#### Your task:
Could you copy every record below exactly as it stands?

#### Excerpted data:
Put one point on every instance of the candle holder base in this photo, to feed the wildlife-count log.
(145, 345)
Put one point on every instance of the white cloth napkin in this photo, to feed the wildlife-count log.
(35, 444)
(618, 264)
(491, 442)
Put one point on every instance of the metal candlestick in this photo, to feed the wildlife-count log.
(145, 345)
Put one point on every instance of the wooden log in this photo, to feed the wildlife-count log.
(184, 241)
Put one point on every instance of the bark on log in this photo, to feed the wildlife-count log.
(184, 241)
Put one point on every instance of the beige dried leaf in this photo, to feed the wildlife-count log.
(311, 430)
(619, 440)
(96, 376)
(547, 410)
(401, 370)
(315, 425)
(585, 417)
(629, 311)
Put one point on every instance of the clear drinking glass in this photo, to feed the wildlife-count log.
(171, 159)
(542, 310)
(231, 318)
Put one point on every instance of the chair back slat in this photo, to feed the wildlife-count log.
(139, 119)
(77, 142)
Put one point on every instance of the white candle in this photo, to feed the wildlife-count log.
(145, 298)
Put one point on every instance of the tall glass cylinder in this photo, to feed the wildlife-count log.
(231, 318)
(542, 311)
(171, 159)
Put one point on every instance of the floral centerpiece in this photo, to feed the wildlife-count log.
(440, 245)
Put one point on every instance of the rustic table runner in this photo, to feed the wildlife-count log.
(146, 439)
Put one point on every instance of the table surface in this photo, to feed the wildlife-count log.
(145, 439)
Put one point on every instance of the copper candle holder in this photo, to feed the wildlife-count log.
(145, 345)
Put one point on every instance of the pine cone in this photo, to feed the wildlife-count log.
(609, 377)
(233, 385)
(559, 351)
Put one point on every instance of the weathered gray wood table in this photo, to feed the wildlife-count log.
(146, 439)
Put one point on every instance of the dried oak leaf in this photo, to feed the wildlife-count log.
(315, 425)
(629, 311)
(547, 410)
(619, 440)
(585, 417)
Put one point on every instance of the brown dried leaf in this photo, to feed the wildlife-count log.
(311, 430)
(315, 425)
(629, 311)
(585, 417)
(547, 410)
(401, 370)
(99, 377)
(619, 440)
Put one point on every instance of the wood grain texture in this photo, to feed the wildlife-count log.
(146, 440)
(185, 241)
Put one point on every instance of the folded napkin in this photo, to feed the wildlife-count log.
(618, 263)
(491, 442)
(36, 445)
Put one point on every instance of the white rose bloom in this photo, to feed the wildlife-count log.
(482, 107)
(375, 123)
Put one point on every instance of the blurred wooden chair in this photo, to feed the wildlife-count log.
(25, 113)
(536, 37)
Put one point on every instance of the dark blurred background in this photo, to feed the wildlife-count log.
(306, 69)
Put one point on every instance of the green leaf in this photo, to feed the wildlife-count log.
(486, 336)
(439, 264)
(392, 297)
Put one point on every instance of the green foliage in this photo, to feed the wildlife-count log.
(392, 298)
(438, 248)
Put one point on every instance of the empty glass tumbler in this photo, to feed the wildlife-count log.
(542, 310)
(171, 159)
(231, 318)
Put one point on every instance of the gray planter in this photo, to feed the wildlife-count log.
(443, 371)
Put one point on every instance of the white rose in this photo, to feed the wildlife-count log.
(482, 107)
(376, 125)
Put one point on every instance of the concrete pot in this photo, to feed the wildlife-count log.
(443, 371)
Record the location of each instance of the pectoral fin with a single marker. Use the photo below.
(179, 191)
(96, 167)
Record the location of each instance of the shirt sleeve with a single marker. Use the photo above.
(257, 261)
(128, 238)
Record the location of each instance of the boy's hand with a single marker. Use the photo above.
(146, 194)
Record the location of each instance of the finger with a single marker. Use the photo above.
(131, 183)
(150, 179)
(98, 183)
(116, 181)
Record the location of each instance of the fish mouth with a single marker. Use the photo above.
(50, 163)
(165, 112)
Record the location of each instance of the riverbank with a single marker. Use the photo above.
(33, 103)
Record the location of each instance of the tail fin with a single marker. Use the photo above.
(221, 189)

#### Task solution:
Put one point on every instance of the candle holder base in this photo, to feed the wildlife-count log.
(145, 345)
Put one point on every instance of the white cloth napkin in this photo, to feed the wildlife-count log.
(35, 444)
(618, 264)
(491, 442)
Put one point on every instance of the metal candlestick in this photo, to feed the wildlife-count log.
(145, 345)
Put one point on every instance of the wooden log in this photo, to feed the wildlife-count log.
(184, 241)
Put one point on every instance of the bark on log in this photo, to feed the wildlife-count log.
(184, 241)
Put one point on every instance of the beige dried leaf in this photo, to feed the wildlife-count log.
(311, 430)
(619, 440)
(96, 376)
(547, 410)
(401, 370)
(315, 425)
(585, 417)
(629, 311)
Put one point on every instance of the clear drinking glass in this photo, to feed the wildlife-count log.
(171, 159)
(542, 310)
(231, 318)
Put one point on every instance of the chair back slat in this photo, to feed the wildlife-count log.
(139, 119)
(77, 142)
Put one point on every instance of the white candle in this photo, to feed the wildlife-count log.
(145, 298)
Put one point on every instance of the tall glass cylinder in this photo, to feed the wildlife-count log.
(231, 318)
(542, 311)
(171, 159)
Put one point on every instance of the floral centerpiece in this photo, to feed the wildlife-count log.
(440, 245)
Put one point on every instance of the rustic table runner in this photo, to feed the wildlife-count log.
(146, 439)
Put one point on every instance of the table surface in this photo, to feed the wildlife-count log.
(145, 439)
Put one point on every instance of the copper candle holder in this photo, to feed the wildlife-count log.
(145, 345)
Put one point on every instance of the pine cone in this photo, to feed the wildlife-count log.
(609, 377)
(233, 385)
(559, 351)
Put one point on every instance of the weathered gray wood table in this photo, to feed the wildlife-count log.
(146, 439)
Put one point on every instance of the dried oak leaf in this photo, to feed the wildlife-count log.
(315, 425)
(629, 311)
(547, 410)
(619, 440)
(585, 417)
Put one point on every instance of the brown dried leaf in this photo, to feed the wildlife-count log.
(311, 430)
(315, 425)
(629, 311)
(585, 417)
(547, 410)
(401, 370)
(99, 377)
(619, 440)
Put one point on every instance of the wood grain texture in this photo, to feed the wildlife-count log.
(146, 440)
(185, 241)
Put one point on every instance of the folded napkin in this photo, to feed the wildlife-count log.
(618, 263)
(491, 442)
(36, 445)
Put one point on every instance of the white rose bloom in this photo, to feed the wildlife-count log.
(482, 107)
(375, 123)
Put one point on every instance of the blurred wooden chair in this photo, to feed the wildlife-count log.
(25, 113)
(536, 37)
Put one point on every instance of the dark blurred background in this photo, to feed the wildlife-count log.
(306, 69)
Put one point on every instance of the green leaf in this photo, to feed the wildlife-count log.
(486, 336)
(439, 264)
(392, 297)
Put one point on every instance of the green foliage in this photo, to feed the wildlife-count log.
(392, 298)
(438, 248)
Put one point on every instance of the empty glass tumbler in this photo, to feed the wildlife-count log.
(542, 310)
(171, 159)
(231, 318)
Put one point on every instance of the gray planter in this photo, to feed the wildlife-count log.
(443, 371)
Put one point on every instance of the white rose in this photo, to feed the wildlife-count log.
(482, 107)
(376, 125)
Put one point on every instance of the concrete pot in this photo, to feed the wildlife-count log.
(443, 371)
Record the location of each instance of the pectoral fin with a single marker. Use the photo below.
(179, 191)
(96, 167)
Record the location of each instance of the shirt sleeve with a single marker. Use the photo above.
(257, 261)
(128, 238)
Record the location of each instance of the boy's hand with a single marker. Use the photo above.
(146, 194)
Record the location of each instance of the finger with a single marker. Use the photo above.
(131, 183)
(150, 179)
(98, 183)
(116, 181)
Record the location of each instance of the fish mouth with a single marker. Use the photo above.
(50, 163)
(165, 112)
Record the location of each instance of the riverbank with a single marker. Use the photo above.
(33, 103)
Record the location of each instance of the tail fin with a single marker. Use the photo above.
(221, 189)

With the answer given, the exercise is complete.